**LISTE DES TÂCHES**
1. Citez le passage de l'article qui commence par « 17      La juridiction de » et se poursuit jusqu'à « actes juridiques instrumentaires. ».
2. D'après l'article, quelle est l'activité principale de l'entreprise assujettie dans l'affaire au principal ?

**ARTICLE**
17      La juridiction de renvoi considère que la jurisprudence du Tribunal Supremo, invoquée devant elle par le ministère public, n’est pas pertinente dans l’affaire au principal. En effet, cette jurisprudence serait relative à des opérations d’emprunt hypothécaire réalisées par des entrepreneurs ou par des professionnels. Dans un tel cas, l’assujetti à l’impôt en cause serait l’emprunteur, dont les activités de négoce n’incluent pas celle de recevoir de l’argent en prêt. Au contraire, dans l’affaire au principal, l’assujetti tant à la TVA qu’à la quote-part progressive de l’impôt sur les actes juridiques instrumentaires serait une entreprise dont l’activité de négoce consiste, et cela de manière principale, à acheter et à vendre des immeubles, activité soumise à l’impôt sur les actes juridiques instrumentaires.

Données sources

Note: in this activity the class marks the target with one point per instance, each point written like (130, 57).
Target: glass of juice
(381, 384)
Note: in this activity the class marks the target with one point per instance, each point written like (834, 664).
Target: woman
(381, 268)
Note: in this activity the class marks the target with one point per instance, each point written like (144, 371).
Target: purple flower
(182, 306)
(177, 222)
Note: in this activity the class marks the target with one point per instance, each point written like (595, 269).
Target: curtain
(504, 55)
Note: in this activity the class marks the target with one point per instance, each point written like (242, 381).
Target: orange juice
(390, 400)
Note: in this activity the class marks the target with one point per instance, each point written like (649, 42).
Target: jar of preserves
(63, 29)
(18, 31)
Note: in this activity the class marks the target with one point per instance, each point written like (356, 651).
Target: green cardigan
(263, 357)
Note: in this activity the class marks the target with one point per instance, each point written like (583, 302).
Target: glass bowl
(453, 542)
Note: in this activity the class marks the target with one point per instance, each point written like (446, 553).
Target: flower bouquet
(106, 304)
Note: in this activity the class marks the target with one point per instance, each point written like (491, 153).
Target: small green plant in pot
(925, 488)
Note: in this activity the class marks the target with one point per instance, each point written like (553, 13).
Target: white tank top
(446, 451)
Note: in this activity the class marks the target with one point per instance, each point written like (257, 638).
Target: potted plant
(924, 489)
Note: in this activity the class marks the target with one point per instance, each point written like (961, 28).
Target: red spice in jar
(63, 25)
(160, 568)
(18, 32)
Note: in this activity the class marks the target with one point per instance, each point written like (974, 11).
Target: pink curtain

**LISTE DES SOLUTIONS**
1.
17      La juridiction de renvoi considère que la jurisprudence du Tribunal Supremo, invoquée devant elle par le ministère public, n’est pas pertinente dans l’affaire au principal. En effet, cette jurisprudence serait relative à des opérations d’emprunt hypothécaire réalisées par des entrepreneurs ou par des professionnels. Dans un tel cas, l’assujetti à l’impôt en cause serait l’emprunteur, dont les activités de négoce n’incluent pas celle de recevoir de l’argent en prêt. Au contraire, dans l’affaire au principal, l’assujetti tant à la TVA qu’à la quote-part progressive de l’impôt sur les actes juridiques instrumentaires serait une entreprise dont l’activité de négoce consiste, et cela de manière principale, à acheter et à vendre des immeubles, activité soumise à l’impôt sur les actes juridiques instrumentaires.

2. Elle achète et vend des immeubles.